**ARTICLE**:
•••••

# Lets see some rustic furniture



## Dominick (May 2, 2011)

I just finished these bedside tables for a house warming gift for friends of mine. The tops are 2 oak boards joint together cut from property, with walnut branch edging. The legs & shelf are cherry slabs 8/4, bottom shelf threw tenon with walnut wedge's, walnut bow ties for checks. Finish 3 coats clear satin poly. Hope you like it. So lets see some pics.


----------



## Ibangwood (Feb 25, 2010)

Ahh love stuff like this, good work


----------



## Dominick (May 2, 2011)

Thank you. Hope to see others post pics.


----------



## Big Dave (Sep 16, 2006)

I just started a 4x8 dining room table that I hope to have done by Friday. I'll post pictures of it. Otherwise you can go to my website to see my work.


----------



## Dominick (May 2, 2011)

Sound like a plan, good luck


----------



## Dominick (May 2, 2011)

Wow only 2 post. Thought there were more rustic furniture builders. Come on I know your out there


----------



## Kenbo (Sep 16, 2008)

I don't have any rustic furntiure to show, but I sure hope that others join in and post their work. Your pieces are gorgeous. Your scalloped edge on the table tops are very cool and inventive. I love this sort of work and obviously, you have mastered it. Great work.


----------



## Dominick (May 2, 2011)

Thanks kenbo I appreciate that, but the true master is you with that little motorcycle. Very tedious work. That's why I like rustic because if it's not perfect its rustic lol.


----------



## fromtheforty (Jan 15, 2011)

Here is couple of pieces I've done in the past. The king bed was massive but the picture doesn't really show it. The nightstand in the picture is 32" tall and 24" wide to give you some reference to its size.

•••••

**Records from a collection**:
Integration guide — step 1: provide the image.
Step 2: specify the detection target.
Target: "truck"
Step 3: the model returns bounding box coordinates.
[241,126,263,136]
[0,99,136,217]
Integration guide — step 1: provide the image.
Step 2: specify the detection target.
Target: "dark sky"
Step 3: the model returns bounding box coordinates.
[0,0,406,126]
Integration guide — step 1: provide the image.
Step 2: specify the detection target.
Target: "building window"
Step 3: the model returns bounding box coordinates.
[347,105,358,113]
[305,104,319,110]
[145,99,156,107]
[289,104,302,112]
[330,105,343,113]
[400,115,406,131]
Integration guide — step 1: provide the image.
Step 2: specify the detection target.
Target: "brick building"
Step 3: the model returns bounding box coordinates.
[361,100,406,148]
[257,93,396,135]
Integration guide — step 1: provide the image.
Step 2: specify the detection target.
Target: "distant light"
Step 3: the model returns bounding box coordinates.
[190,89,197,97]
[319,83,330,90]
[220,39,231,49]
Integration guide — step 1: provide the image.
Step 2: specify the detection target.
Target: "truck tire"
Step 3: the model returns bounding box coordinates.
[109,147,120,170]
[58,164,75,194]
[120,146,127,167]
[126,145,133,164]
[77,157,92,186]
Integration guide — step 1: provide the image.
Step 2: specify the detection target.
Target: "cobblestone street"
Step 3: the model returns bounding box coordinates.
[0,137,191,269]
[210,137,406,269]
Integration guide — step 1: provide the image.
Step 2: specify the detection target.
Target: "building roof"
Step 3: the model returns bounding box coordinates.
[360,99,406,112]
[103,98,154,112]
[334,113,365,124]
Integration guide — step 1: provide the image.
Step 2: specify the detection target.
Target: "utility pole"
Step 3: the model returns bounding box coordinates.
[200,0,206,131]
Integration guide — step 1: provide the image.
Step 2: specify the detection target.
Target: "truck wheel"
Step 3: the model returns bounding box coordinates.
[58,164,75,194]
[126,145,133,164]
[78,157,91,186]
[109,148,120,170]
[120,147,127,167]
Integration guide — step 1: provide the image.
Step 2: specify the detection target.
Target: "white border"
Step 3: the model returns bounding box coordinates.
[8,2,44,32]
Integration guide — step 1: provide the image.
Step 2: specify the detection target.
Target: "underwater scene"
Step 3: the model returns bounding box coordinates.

•••••

**WORK TO DO**: In the rustic furniture thread, what reason does Dominick give for liking rustic work? Answer in one to three sentences. Rely on the rustic furniture thread alone.

**RESULT BELOW**: Dominick likes rustic work because if a piece isn't perfect, it's still rustic. He contrasts this with Kenbo's little motorcycle, which he calls very tedious work.